• **Written problem**:
Reproduce every entry below, swapping each occurrence of "instance" for "occurrence" and leaving all other text unchanged.

• **Records for the task**:
++++++++++
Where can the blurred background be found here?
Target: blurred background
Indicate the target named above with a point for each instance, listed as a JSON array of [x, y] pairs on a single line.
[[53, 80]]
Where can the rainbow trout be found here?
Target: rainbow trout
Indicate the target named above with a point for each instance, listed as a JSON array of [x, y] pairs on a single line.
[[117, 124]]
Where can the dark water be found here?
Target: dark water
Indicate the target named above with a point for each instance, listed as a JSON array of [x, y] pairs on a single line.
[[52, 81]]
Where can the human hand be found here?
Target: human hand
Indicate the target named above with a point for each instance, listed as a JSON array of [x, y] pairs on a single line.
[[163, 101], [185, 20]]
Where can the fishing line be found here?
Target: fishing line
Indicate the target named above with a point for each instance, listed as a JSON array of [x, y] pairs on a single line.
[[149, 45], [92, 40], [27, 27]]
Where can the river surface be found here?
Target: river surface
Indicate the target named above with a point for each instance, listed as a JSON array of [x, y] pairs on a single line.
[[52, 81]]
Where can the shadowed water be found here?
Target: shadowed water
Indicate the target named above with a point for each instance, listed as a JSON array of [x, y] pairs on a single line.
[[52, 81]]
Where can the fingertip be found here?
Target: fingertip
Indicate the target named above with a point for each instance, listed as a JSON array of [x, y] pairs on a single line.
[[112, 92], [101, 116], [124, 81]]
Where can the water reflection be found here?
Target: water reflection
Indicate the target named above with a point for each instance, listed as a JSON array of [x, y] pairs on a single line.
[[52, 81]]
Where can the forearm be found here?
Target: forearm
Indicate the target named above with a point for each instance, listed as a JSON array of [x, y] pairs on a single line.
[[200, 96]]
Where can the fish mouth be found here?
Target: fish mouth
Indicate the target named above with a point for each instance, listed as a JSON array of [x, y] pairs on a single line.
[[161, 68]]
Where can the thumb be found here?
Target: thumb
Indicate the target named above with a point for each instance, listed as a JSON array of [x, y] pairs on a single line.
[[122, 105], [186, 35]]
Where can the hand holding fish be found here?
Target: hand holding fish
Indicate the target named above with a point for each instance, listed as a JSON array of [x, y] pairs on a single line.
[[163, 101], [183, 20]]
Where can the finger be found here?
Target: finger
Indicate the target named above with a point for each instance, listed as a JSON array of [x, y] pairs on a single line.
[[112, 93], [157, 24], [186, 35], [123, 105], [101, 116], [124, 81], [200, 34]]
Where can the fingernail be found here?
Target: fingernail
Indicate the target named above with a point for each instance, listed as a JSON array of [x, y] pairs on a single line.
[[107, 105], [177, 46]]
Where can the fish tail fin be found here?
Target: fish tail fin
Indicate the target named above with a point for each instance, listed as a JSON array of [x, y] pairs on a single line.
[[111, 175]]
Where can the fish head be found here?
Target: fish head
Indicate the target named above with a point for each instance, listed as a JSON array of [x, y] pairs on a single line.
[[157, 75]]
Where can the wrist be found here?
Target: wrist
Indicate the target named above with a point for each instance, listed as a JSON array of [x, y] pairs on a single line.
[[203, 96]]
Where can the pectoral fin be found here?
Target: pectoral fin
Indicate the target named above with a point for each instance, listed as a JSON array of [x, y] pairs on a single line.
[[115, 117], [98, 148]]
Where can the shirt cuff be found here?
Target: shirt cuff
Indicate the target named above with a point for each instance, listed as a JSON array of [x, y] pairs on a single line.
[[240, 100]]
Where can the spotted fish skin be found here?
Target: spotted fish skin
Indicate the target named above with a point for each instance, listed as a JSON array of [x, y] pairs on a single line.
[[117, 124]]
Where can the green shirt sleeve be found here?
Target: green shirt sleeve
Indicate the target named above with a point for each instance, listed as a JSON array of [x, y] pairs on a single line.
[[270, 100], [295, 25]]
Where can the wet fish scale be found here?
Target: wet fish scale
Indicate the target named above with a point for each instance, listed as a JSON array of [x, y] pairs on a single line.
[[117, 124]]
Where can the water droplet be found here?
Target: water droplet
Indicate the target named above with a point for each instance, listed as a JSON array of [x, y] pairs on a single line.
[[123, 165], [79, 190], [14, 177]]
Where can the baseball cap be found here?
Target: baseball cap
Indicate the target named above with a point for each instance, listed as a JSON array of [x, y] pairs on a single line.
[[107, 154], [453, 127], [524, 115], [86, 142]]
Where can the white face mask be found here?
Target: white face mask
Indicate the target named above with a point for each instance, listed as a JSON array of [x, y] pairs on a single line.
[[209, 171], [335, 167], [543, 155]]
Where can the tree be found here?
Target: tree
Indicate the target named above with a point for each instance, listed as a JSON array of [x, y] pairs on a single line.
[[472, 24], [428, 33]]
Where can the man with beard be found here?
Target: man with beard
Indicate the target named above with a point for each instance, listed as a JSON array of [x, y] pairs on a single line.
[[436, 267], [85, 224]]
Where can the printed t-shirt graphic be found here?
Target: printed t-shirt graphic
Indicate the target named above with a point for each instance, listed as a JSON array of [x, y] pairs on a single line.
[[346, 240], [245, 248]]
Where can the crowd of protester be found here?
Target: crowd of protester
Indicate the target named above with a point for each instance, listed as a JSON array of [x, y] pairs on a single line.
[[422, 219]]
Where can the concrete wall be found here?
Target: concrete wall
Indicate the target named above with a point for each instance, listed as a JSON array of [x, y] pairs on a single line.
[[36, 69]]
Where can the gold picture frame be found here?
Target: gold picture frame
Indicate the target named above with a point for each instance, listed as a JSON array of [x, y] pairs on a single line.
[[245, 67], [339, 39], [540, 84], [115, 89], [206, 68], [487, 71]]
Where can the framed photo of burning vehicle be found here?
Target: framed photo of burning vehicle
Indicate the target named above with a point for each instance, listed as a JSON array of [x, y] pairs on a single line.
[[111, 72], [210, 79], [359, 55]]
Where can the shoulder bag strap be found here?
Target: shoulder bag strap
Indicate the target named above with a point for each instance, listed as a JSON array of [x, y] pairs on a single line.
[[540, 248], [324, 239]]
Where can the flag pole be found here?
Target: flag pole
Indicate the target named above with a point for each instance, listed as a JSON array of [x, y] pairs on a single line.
++++++++++
• **Answer for this exercise**:
Where can the blurred background be found here?
Target: blurred background
Indicate the target named above with a point for each occurrence, listed as a JSON array of [x, y] pairs on a single line.
[[53, 80]]
Where can the rainbow trout be found here?
Target: rainbow trout
Indicate the target named above with a point for each occurrence, listed as a JSON array of [x, y] pairs on a single line.
[[117, 124]]
Where can the dark water be found here?
Target: dark water
Indicate the target named above with a point for each occurrence, listed as a JSON array of [x, y] pairs on a single line.
[[52, 81]]
Where can the human hand be found here?
Target: human hand
Indicate the target named above with a point for each occurrence, listed as a JSON array of [x, y] pairs on a single line.
[[163, 101], [185, 20]]
Where can the fishing line be found here?
Target: fishing line
Indicate the target named above with a point for each occurrence, listed as a JSON array of [x, y] pairs on a single line.
[[149, 45], [92, 40], [27, 27]]
Where can the river surface be found here?
Target: river surface
Indicate the target named above with a point for each occurrence, listed as a JSON array of [x, y] pairs on a single line.
[[52, 81]]
Where can the shadowed water be found here?
Target: shadowed water
Indicate the target named above with a point for each occurrence, listed as a JSON array of [x, y] pairs on a single line.
[[52, 81]]
Where can the fingertip be found here?
Target: fingertip
Indicate the target named above with a point for each occurrence, listed as a JSON array of [x, y] pairs on a single line.
[[112, 92], [101, 116], [124, 81]]
Where can the water reflection be found here?
Target: water reflection
Indicate the target named above with a point for each occurrence, listed as a JSON array of [x, y] pairs on a single line.
[[52, 81]]
Where can the forearm be found here?
Target: forearm
Indicate the target named above with a point for each occurrence, listed as a JSON array of [x, y] pairs on a single line.
[[200, 96]]
Where can the fish mouth be found here?
Target: fish mouth
Indicate the target named above with a point for each occurrence, listed as a JSON array of [x, y] pairs on a single line.
[[161, 68]]
Where can the thumb be found here?
Target: thumb
Indicate the target named above with a point for each occurrence, listed as a JSON array of [x, y] pairs on a single line.
[[122, 105], [186, 35]]
Where can the hand holding fish be found here?
Target: hand holding fish
Indicate the target named above with a point for each occurrence, listed as a JSON array of [x, y] pairs on a single line.
[[163, 101], [183, 20]]
Where can the finger be found here?
Target: finger
Indicate the target named above with a point for each occurrence, listed as a JSON array of [x, y] pairs on a single line.
[[112, 93], [157, 24], [186, 35], [123, 105], [101, 116], [124, 81], [200, 34]]
Where can the fingernail be found here?
Target: fingernail
Indicate the target named above with a point for each occurrence, listed as a JSON array of [x, y] pairs on a single line.
[[107, 105], [177, 46]]
Where can the fish tail fin be found here?
Target: fish tail fin
Indicate the target named above with a point for each occurrence, listed as a JSON array of [x, y] pairs on a single line.
[[111, 175]]
Where can the fish head be found here?
Target: fish head
Indicate the target named above with a point for each occurrence, listed as a JSON array of [x, y] pairs on a single line.
[[157, 75]]
Where can the wrist be found here?
Target: wrist
Indicate the target named above with a point for each occurrence, listed as a JSON array of [x, y] pairs on a single line.
[[203, 96]]
Where can the pectoral fin be found here?
Target: pectoral fin
Indicate the target named above with a point for each occurrence, listed as a JSON array of [x, y] pairs on a single line.
[[115, 117], [98, 148]]
Where can the shirt cuff be found here?
Target: shirt cuff
Indicate the target named above with a point for each occurrence, listed as a JSON array of [x, y] pairs on a single line.
[[240, 100]]
Where can the spotted fish skin be found here?
Target: spotted fish skin
Indicate the target named above with a point for each occurrence, listed as a JSON array of [x, y] pairs on a single line.
[[117, 124]]
Where can the green shirt sleeve be found here?
Target: green shirt sleeve
Indicate the target named above with a point for each occurrence, listed as a JSON array of [x, y] pairs on a single line.
[[270, 100], [295, 25]]
Where can the wet fish scale be found here?
Target: wet fish scale
Indicate the target named above with a point for each occurrence, listed as a JSON array of [x, y] pairs on a single line.
[[117, 124]]
Where can the water droplet be found here?
Target: water droplet
Indicate the target named above with a point for each occurrence, listed as a JSON array of [x, y] pairs on a single line.
[[123, 165], [79, 190], [14, 177]]
Where can the baseball cap be found here?
Target: baseball cap
Indicate the target named above with a point for each occurrence, listed as a JSON array of [x, y] pairs on a single line.
[[107, 154], [453, 127], [524, 115], [86, 142]]
Where can the white face mask be found here?
Target: white face mask
Indicate the target named above with a point for each occurrence, listed as a JSON array of [x, y] pairs on a single line.
[[209, 171], [335, 167], [543, 155]]
Where can the tree be found here?
Target: tree
Indicate the target named above with a point for each occurrence, listed as a JSON array of [x, y] pairs on a single line.
[[472, 24], [428, 33]]
Where can the man with beard be found here?
Target: man with beard
Indicate the target named above with a point for each occurrence, listed as a JSON array of [x, y] pairs on a single line.
[[436, 267], [85, 224]]
Where can the printed t-shirt graphic be found here?
Target: printed t-shirt graphic
Indicate the target named above with a point for each occurrence, listed as a JSON array of [x, y] pairs on a single line.
[[346, 240], [245, 248]]
Where can the crowd of protester be found here?
Target: crowd of protester
Indicate the target named above with a point for each occurrence, listed as a JSON array of [x, y] pairs on a single line.
[[422, 219]]
Where can the concrete wall be found here?
Target: concrete wall
Indicate the target named above with a point for each occurrence, listed as a JSON array of [x, y] pairs on a single line.
[[36, 69]]
Where can the gold picture frame be found here?
Target: gold picture frame
Indicate the target named above with a point for each occurrence, listed as a JSON array of [x, y] pairs on a single line.
[[245, 67], [339, 39], [540, 84], [115, 89], [206, 68], [487, 71]]
Where can the framed photo of burning vehicle be found here?
Target: framed photo of burning vehicle
Indicate the target named above with a point for each occurrence, listed as a JSON array of [x, y] pairs on a single line.
[[111, 72], [210, 79], [359, 55]]
Where can the shoulder bag strap be found here?
Target: shoulder bag strap
Indicate the target named above with a point for each occurrence, listed as a JSON array of [x, y] pairs on a single line.
[[540, 248], [324, 239]]
Where can the flag pole be found here?
Target: flag pole
Indicate the target named above with a point for each occurrence, listed as a JSON array of [x, y] pairs on a single line.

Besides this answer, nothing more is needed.